-- begin Material supplied --

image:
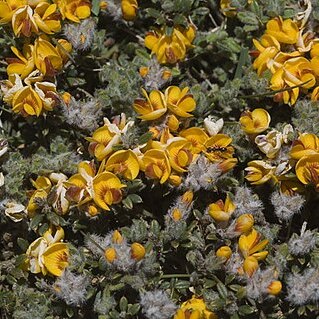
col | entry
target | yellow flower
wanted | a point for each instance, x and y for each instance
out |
(54, 234)
(285, 31)
(74, 10)
(10, 87)
(170, 48)
(295, 71)
(244, 223)
(124, 162)
(42, 182)
(250, 245)
(172, 122)
(137, 251)
(23, 22)
(117, 238)
(129, 9)
(7, 9)
(270, 144)
(250, 265)
(55, 258)
(224, 252)
(194, 308)
(307, 170)
(110, 254)
(179, 154)
(255, 122)
(306, 144)
(197, 137)
(48, 254)
(23, 64)
(46, 57)
(274, 288)
(259, 172)
(156, 165)
(268, 48)
(47, 18)
(80, 185)
(179, 102)
(107, 136)
(218, 148)
(107, 190)
(154, 106)
(27, 102)
(221, 211)
(226, 8)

-- end Material supplied --

Exercise brief:
Copy out all of the records above line for line, leaving out the pictures.

Task output:
image:
col | entry
target | yellow flower
wanted | a point for each instance, x and y for each instance
out |
(54, 234)
(285, 31)
(74, 10)
(10, 87)
(170, 48)
(295, 71)
(244, 223)
(124, 162)
(42, 182)
(250, 245)
(172, 122)
(137, 251)
(23, 22)
(117, 238)
(129, 9)
(7, 9)
(270, 144)
(250, 265)
(55, 258)
(224, 252)
(194, 308)
(307, 170)
(110, 254)
(179, 154)
(255, 122)
(306, 144)
(197, 137)
(48, 254)
(23, 64)
(46, 57)
(274, 288)
(259, 172)
(156, 165)
(268, 48)
(47, 18)
(80, 185)
(179, 102)
(107, 136)
(218, 148)
(107, 190)
(154, 106)
(27, 102)
(221, 211)
(226, 8)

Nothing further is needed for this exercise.